#### EXTRACT:

— BEGIN —

We thank the reviewer for their time and positive assessment on the originality and clarity of our work. We’re extremely grateful that they recognize the value of our contributions and share our excitement about the future directions this line of research can take! Below we address the specific weaknesses and questions raised by the reviewer:

Limited applicability to neuroscience: We appreciate the reviewer for giving us a chance to address this, and apologize for our lack of discussion along these lines in the paper. We believe our work provides an alternative way to accelerate neuroscientific research. Specifically, typically such analyses of task dynamics is done in a data-driven manner. That is, task-trained RNNs interpret governing dynamics of specific tasks linked to brain computation (e.g., Kanitscheider & Fiete 2017; Turner, E, et al. 2021; Luo, Kim, et al. 2023). While this approach has numerous advantages, our lack of understanding of how such networks embed solutions leads to degeneracies in the network/task solution space therefore often leading to incorrect/evolving conclusions. It is for this reason, we propose our work as an alternative — “hypothesis-driven” analysis. To elaborate, we propose designing ODEs to solve tasks (or have access to trajectories from such ODEs), which our method then embeds into the low-rank RNN. As highlighted in our work, this reverse first process allows us to make interesting and concrete explanations regarding the network connectivity, the minimal number of neurons, ideal network initializations and a first step to closed loop experiments via active learning. We do however agree with the reviewer, that this is limited to tasks for which experimentalists/computational collaborators can effectively hypothesize such underlying low-dimensional dynamics. We will add a discussion on this in the final version of the paper.

Below we address specific weaknesses highlighted by the reviewer:

1. Fairly idealized, low-dimensional and noise-free examples: The reviewer is correct in their intuition, as the latent dynamic dimension increases the required basis dimensionality also increases. While the examples in the paper are mostly 1 or 2D; we have included the 3D Lorenz attractor example and comparison of our RLS method with FORCE in the appendix (Section G.2.1). Note, in this case 16 neurons (for our RLS method) suffices for almost perfect reconstruction. To the reviewers second point on noise-free examples, we have included new analyses on a noisy target from a sum of four sinusoids (as done in the original FORCE paper). As can be seen from our analysis, the reviewer’s intuition is correct, i.e our RLS method converges faster and with far fewer neurons ( details under response to Q2 below).

— END —

#### Contour annotation records:

— BEGIN —

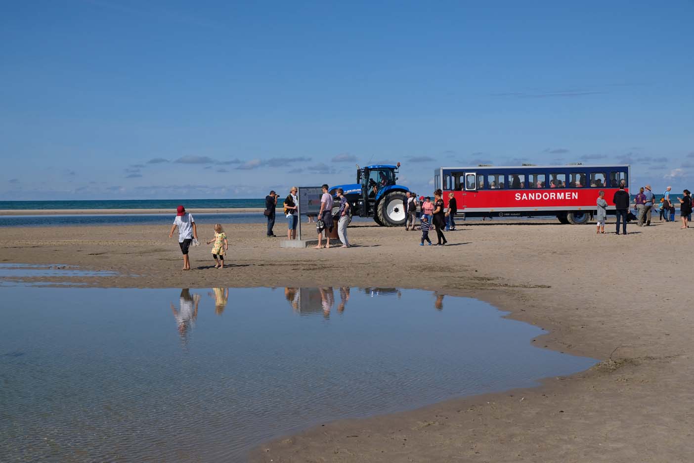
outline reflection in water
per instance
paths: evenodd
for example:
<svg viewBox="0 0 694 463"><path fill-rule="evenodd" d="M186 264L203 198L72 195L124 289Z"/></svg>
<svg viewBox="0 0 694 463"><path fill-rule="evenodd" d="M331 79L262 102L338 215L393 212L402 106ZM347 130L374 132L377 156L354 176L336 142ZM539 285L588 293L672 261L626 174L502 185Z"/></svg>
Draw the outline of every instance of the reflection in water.
<svg viewBox="0 0 694 463"><path fill-rule="evenodd" d="M437 294L436 301L434 301L434 308L437 310L443 310L443 295Z"/></svg>
<svg viewBox="0 0 694 463"><path fill-rule="evenodd" d="M344 312L349 301L350 288L339 288L340 302L337 305L339 312ZM335 289L332 286L320 288L285 288L285 298L289 303L294 312L301 314L322 313L328 318L335 305Z"/></svg>
<svg viewBox="0 0 694 463"><path fill-rule="evenodd" d="M229 301L229 288L212 288L212 291L214 294L208 293L208 295L214 298L214 313L221 315Z"/></svg>
<svg viewBox="0 0 694 463"><path fill-rule="evenodd" d="M184 342L187 340L188 331L192 329L195 324L195 319L198 317L198 304L200 303L200 294L191 295L190 289L185 288L180 290L180 296L178 298L180 308L178 312L171 303L171 312L174 312L174 318L178 323L178 334Z"/></svg>
<svg viewBox="0 0 694 463"><path fill-rule="evenodd" d="M534 347L541 330L486 303L448 296L432 311L441 296L414 289L0 291L2 462L244 461L306 426L593 363ZM253 310L215 314L230 298Z"/></svg>

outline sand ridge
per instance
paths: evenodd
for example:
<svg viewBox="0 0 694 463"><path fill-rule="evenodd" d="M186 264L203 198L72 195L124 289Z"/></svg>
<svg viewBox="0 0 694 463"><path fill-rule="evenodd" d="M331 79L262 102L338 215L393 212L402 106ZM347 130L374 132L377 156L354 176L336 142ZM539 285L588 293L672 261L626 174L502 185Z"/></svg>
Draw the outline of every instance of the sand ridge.
<svg viewBox="0 0 694 463"><path fill-rule="evenodd" d="M194 270L181 271L176 239L154 226L1 228L0 262L121 273L63 279L99 286L348 285L469 296L550 330L534 345L604 361L538 388L325 423L260 446L252 461L691 461L694 313L691 285L680 289L689 259L670 243L688 243L694 229L657 221L630 225L627 236L596 235L593 226L468 221L446 234L452 246L422 247L418 232L364 223L349 228L354 247L330 250L280 249L264 224L226 231L232 266L221 271L201 246L192 249Z"/></svg>

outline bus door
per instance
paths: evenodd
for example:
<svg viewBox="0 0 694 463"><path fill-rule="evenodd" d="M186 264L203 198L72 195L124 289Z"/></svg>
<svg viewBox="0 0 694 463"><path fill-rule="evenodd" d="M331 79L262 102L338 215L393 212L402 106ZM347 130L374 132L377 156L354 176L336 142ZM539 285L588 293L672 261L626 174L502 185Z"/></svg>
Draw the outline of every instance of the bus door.
<svg viewBox="0 0 694 463"><path fill-rule="evenodd" d="M477 196L477 173L465 173L465 190L463 191L463 201L460 208L464 211L466 205L475 204L474 198Z"/></svg>

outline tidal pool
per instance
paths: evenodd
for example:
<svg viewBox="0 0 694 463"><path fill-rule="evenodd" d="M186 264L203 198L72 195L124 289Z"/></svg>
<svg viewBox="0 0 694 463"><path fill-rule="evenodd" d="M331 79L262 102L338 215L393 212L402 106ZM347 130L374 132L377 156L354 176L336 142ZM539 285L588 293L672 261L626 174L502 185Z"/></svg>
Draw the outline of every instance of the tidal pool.
<svg viewBox="0 0 694 463"><path fill-rule="evenodd" d="M0 461L244 461L328 421L596 361L489 304L394 289L0 287Z"/></svg>

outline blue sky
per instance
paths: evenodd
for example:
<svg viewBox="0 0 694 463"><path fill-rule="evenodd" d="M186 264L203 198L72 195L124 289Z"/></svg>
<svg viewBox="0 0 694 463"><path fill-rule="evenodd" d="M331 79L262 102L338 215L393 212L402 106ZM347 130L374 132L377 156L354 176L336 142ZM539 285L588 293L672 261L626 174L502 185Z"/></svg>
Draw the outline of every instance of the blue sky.
<svg viewBox="0 0 694 463"><path fill-rule="evenodd" d="M355 163L694 187L694 3L0 6L2 199L261 197Z"/></svg>

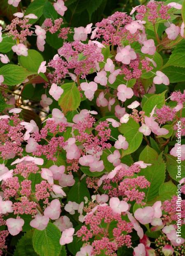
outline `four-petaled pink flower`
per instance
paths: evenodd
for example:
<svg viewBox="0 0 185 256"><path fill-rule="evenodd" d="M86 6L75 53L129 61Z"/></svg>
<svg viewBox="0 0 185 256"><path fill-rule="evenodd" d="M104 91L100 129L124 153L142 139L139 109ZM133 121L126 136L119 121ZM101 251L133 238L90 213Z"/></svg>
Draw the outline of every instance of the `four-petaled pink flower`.
<svg viewBox="0 0 185 256"><path fill-rule="evenodd" d="M56 83L52 83L49 90L49 94L57 101L59 100L63 92L63 89L60 86L58 86Z"/></svg>
<svg viewBox="0 0 185 256"><path fill-rule="evenodd" d="M28 49L23 44L19 43L17 45L14 45L12 47L12 51L18 55L28 56Z"/></svg>
<svg viewBox="0 0 185 256"><path fill-rule="evenodd" d="M164 83L165 85L168 85L169 84L169 81L168 77L161 71L156 71L156 76L155 76L153 82L155 84L160 85Z"/></svg>
<svg viewBox="0 0 185 256"><path fill-rule="evenodd" d="M131 99L134 95L134 92L132 89L124 84L120 85L117 88L117 93L118 100L123 102L125 102L127 99Z"/></svg>
<svg viewBox="0 0 185 256"><path fill-rule="evenodd" d="M156 47L155 46L155 43L153 39L149 39L145 41L143 43L143 46L142 47L141 50L143 53L153 55L155 52Z"/></svg>
<svg viewBox="0 0 185 256"><path fill-rule="evenodd" d="M118 197L111 197L109 201L109 205L113 211L116 213L121 214L122 212L127 211L129 208L127 202L120 201Z"/></svg>

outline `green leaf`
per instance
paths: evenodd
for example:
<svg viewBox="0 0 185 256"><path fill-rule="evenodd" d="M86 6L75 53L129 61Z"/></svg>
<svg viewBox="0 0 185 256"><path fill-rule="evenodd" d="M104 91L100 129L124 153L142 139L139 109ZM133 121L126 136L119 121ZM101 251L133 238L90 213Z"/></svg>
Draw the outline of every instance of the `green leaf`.
<svg viewBox="0 0 185 256"><path fill-rule="evenodd" d="M80 94L75 83L65 83L61 88L64 92L58 100L59 105L64 114L68 111L75 110L80 104Z"/></svg>
<svg viewBox="0 0 185 256"><path fill-rule="evenodd" d="M76 179L75 183L69 190L67 197L67 201L75 201L80 204L84 201L83 197L87 197L90 199L90 194L87 187L85 179L80 181Z"/></svg>
<svg viewBox="0 0 185 256"><path fill-rule="evenodd" d="M141 169L139 176L144 176L150 183L150 187L144 190L146 202L149 202L159 194L160 185L165 178L166 165L164 161L155 161L152 165L145 169Z"/></svg>
<svg viewBox="0 0 185 256"><path fill-rule="evenodd" d="M33 230L27 231L20 239L14 251L14 256L37 256L32 243Z"/></svg>
<svg viewBox="0 0 185 256"><path fill-rule="evenodd" d="M60 237L60 231L51 223L44 230L35 229L33 236L35 251L40 256L58 256L61 250Z"/></svg>
<svg viewBox="0 0 185 256"><path fill-rule="evenodd" d="M170 83L184 82L185 81L185 69L171 66L162 69L162 72L168 77Z"/></svg>
<svg viewBox="0 0 185 256"><path fill-rule="evenodd" d="M46 2L47 2L47 0L35 0L28 6L25 11L25 15L30 13L34 13L37 17L37 19L30 19L29 20L30 24L35 23L42 16L44 6Z"/></svg>
<svg viewBox="0 0 185 256"><path fill-rule="evenodd" d="M177 175L179 176L178 172L181 171L181 178L185 177L185 160L181 161L181 163L178 163L177 161L177 158L171 156L169 154L165 154L165 156L166 159L166 169L170 177L176 181L179 181L181 178L177 178ZM178 166L179 168L178 168ZM181 170L180 170L181 169Z"/></svg>
<svg viewBox="0 0 185 256"><path fill-rule="evenodd" d="M124 133L126 140L129 144L127 149L123 150L122 157L134 152L141 145L143 140L143 133L139 131L138 128L133 128Z"/></svg>
<svg viewBox="0 0 185 256"><path fill-rule="evenodd" d="M46 19L50 18L54 21L57 19L57 12L50 2L46 2L43 8L43 14Z"/></svg>
<svg viewBox="0 0 185 256"><path fill-rule="evenodd" d="M160 109L165 104L166 91L164 91L160 94L153 95L147 100L143 107L143 111L145 112L146 116L150 115L155 106L158 109Z"/></svg>
<svg viewBox="0 0 185 256"><path fill-rule="evenodd" d="M2 35L2 41L0 43L0 52L8 52L12 50L12 47L16 45L16 41L12 36L8 36L7 34Z"/></svg>
<svg viewBox="0 0 185 256"><path fill-rule="evenodd" d="M20 56L20 64L27 70L37 74L39 66L41 62L44 61L43 57L39 52L35 50L29 50L28 52L28 56ZM47 81L44 73L40 73L39 75Z"/></svg>
<svg viewBox="0 0 185 256"><path fill-rule="evenodd" d="M0 75L4 77L4 83L7 85L14 85L22 83L32 73L28 71L24 68L9 64L3 66L0 69Z"/></svg>
<svg viewBox="0 0 185 256"><path fill-rule="evenodd" d="M164 67L169 66L185 68L185 40L182 40L173 51Z"/></svg>
<svg viewBox="0 0 185 256"><path fill-rule="evenodd" d="M143 161L146 164L151 164L157 160L158 156L155 150L147 145L140 154L139 161Z"/></svg>
<svg viewBox="0 0 185 256"><path fill-rule="evenodd" d="M136 122L133 118L130 118L127 123L122 123L119 126L118 130L123 134L130 130L131 129L135 128L138 130L139 128L139 124Z"/></svg>

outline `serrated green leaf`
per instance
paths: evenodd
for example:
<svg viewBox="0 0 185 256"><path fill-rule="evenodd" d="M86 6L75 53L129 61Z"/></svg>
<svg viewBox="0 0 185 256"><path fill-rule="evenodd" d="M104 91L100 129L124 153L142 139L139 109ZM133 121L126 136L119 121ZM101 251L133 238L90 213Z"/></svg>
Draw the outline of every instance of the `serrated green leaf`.
<svg viewBox="0 0 185 256"><path fill-rule="evenodd" d="M44 230L35 230L33 248L40 256L58 256L61 250L60 237L61 232L58 228L49 223Z"/></svg>
<svg viewBox="0 0 185 256"><path fill-rule="evenodd" d="M9 64L0 69L0 75L4 77L4 83L7 85L14 85L22 83L33 73L17 65Z"/></svg>
<svg viewBox="0 0 185 256"><path fill-rule="evenodd" d="M75 83L65 83L61 86L64 92L58 100L58 104L64 113L75 110L80 104L80 94Z"/></svg>

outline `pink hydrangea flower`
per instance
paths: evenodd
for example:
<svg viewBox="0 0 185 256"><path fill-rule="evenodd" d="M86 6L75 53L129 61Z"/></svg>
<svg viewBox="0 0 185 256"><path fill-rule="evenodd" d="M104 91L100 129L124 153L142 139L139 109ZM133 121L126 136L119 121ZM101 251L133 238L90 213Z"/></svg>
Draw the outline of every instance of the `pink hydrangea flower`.
<svg viewBox="0 0 185 256"><path fill-rule="evenodd" d="M114 71L114 67L115 65L113 64L113 62L110 59L108 58L106 60L106 63L104 67L104 69L105 71L108 71L111 73L112 73Z"/></svg>
<svg viewBox="0 0 185 256"><path fill-rule="evenodd" d="M154 78L153 80L154 83L157 85L164 83L165 85L168 85L169 84L169 81L168 77L162 72L157 71L156 75L157 76Z"/></svg>
<svg viewBox="0 0 185 256"><path fill-rule="evenodd" d="M118 140L116 140L114 144L114 147L118 149L127 149L129 146L129 144L126 141L125 137L122 135L118 135Z"/></svg>
<svg viewBox="0 0 185 256"><path fill-rule="evenodd" d="M94 98L95 92L97 89L97 85L94 82L82 83L80 84L81 89L84 91L84 94L87 99L92 100Z"/></svg>
<svg viewBox="0 0 185 256"><path fill-rule="evenodd" d="M30 225L32 228L36 228L39 230L43 230L48 225L49 221L49 218L47 216L37 214L35 219L31 220Z"/></svg>
<svg viewBox="0 0 185 256"><path fill-rule="evenodd" d="M170 150L170 154L177 157L179 152L180 152L181 160L183 161L185 160L185 145L178 145L178 143L176 143L174 147Z"/></svg>
<svg viewBox="0 0 185 256"><path fill-rule="evenodd" d="M59 180L59 184L61 187L65 187L68 186L71 186L75 183L75 180L72 175L67 175L62 173L61 178Z"/></svg>
<svg viewBox="0 0 185 256"><path fill-rule="evenodd" d="M59 200L58 199L52 200L50 205L44 210L44 214L51 220L58 219L60 214L60 203Z"/></svg>
<svg viewBox="0 0 185 256"><path fill-rule="evenodd" d="M109 104L106 99L104 97L103 92L100 92L96 99L96 104L98 107L106 107Z"/></svg>
<svg viewBox="0 0 185 256"><path fill-rule="evenodd" d="M74 232L74 228L69 228L63 231L62 236L60 239L60 243L61 245L70 244L73 240L73 235Z"/></svg>
<svg viewBox="0 0 185 256"><path fill-rule="evenodd" d="M38 143L33 138L30 138L27 140L28 144L25 147L25 151L27 153L34 152L37 149Z"/></svg>
<svg viewBox="0 0 185 256"><path fill-rule="evenodd" d="M60 86L58 86L56 83L52 83L49 90L49 94L57 101L59 100L63 92L63 89Z"/></svg>
<svg viewBox="0 0 185 256"><path fill-rule="evenodd" d="M14 45L12 47L12 51L16 52L18 55L28 56L28 48L23 43L19 43L17 45Z"/></svg>
<svg viewBox="0 0 185 256"><path fill-rule="evenodd" d="M136 220L143 225L150 223L154 218L155 211L151 206L139 208L135 211L134 216Z"/></svg>
<svg viewBox="0 0 185 256"><path fill-rule="evenodd" d="M49 97L47 97L46 94L42 94L40 104L42 107L47 107L52 104L53 102L53 100Z"/></svg>
<svg viewBox="0 0 185 256"><path fill-rule="evenodd" d="M39 66L39 69L38 70L38 73L39 74L40 72L42 73L45 73L46 72L46 61L42 62Z"/></svg>
<svg viewBox="0 0 185 256"><path fill-rule="evenodd" d="M143 44L144 45L141 50L141 52L149 55L153 55L155 54L156 47L153 39L149 39L147 41L145 41Z"/></svg>
<svg viewBox="0 0 185 256"><path fill-rule="evenodd" d="M169 28L168 28L165 30L168 36L168 38L171 40L174 40L180 32L180 28L178 26L174 24L171 24Z"/></svg>
<svg viewBox="0 0 185 256"><path fill-rule="evenodd" d="M127 99L131 99L134 95L134 92L131 88L127 87L124 84L118 85L117 94L118 100L125 102Z"/></svg>
<svg viewBox="0 0 185 256"><path fill-rule="evenodd" d="M109 205L113 211L116 213L121 214L128 210L129 206L127 202L120 201L118 197L111 197L109 201Z"/></svg>
<svg viewBox="0 0 185 256"><path fill-rule="evenodd" d="M97 83L99 83L101 85L105 86L107 83L107 78L106 76L106 73L105 71L100 71L97 73L97 76L95 77L94 81Z"/></svg>
<svg viewBox="0 0 185 256"><path fill-rule="evenodd" d="M23 230L23 226L24 224L24 220L21 218L14 219L10 218L7 219L6 224L8 230L12 235L16 235Z"/></svg>
<svg viewBox="0 0 185 256"><path fill-rule="evenodd" d="M121 155L119 150L114 150L113 154L109 155L107 156L107 160L110 163L112 163L114 166L117 166L120 164L121 160L120 158Z"/></svg>
<svg viewBox="0 0 185 256"><path fill-rule="evenodd" d="M53 7L55 10L61 16L64 16L64 13L67 9L66 6L64 5L63 0L58 0L56 2L54 3Z"/></svg>
<svg viewBox="0 0 185 256"><path fill-rule="evenodd" d="M6 54L0 54L0 60L2 63L6 64L8 62L9 62L9 59L8 56Z"/></svg>
<svg viewBox="0 0 185 256"><path fill-rule="evenodd" d="M86 29L83 27L74 28L74 34L73 39L75 41L86 41L87 38L87 34L86 33Z"/></svg>

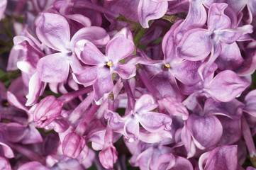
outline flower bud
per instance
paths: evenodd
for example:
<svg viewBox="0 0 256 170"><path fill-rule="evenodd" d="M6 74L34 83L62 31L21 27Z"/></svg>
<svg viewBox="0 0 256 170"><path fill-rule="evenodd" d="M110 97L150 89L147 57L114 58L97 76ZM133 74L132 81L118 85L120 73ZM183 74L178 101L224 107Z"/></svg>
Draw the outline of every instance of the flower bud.
<svg viewBox="0 0 256 170"><path fill-rule="evenodd" d="M49 96L40 101L36 106L33 117L36 127L45 128L60 115L63 102L53 96Z"/></svg>
<svg viewBox="0 0 256 170"><path fill-rule="evenodd" d="M75 132L69 133L63 140L63 154L68 157L77 158L81 154L85 144L85 140L82 137Z"/></svg>
<svg viewBox="0 0 256 170"><path fill-rule="evenodd" d="M99 161L104 168L111 169L116 162L117 154L116 148L113 145L109 146L99 152Z"/></svg>

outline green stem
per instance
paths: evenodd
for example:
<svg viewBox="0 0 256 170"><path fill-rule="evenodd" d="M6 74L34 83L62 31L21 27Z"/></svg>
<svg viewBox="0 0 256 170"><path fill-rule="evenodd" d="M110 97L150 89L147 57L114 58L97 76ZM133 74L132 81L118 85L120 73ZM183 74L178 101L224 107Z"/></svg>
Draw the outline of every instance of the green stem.
<svg viewBox="0 0 256 170"><path fill-rule="evenodd" d="M9 80L13 80L21 76L20 70L13 70L4 73L2 75L0 75L0 81L2 82L6 82Z"/></svg>
<svg viewBox="0 0 256 170"><path fill-rule="evenodd" d="M140 26L139 23L128 19L124 16L119 14L119 16L116 18L117 21L126 22L128 23L133 24L135 26Z"/></svg>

— END —

#### REQUIREMENTS:
According to the reviewer response, how many neurons are enough for the RLS method to reconstruct the 3D Lorenz attractor almost perfectly?

#### TASK RESPONSE:
16 neurons.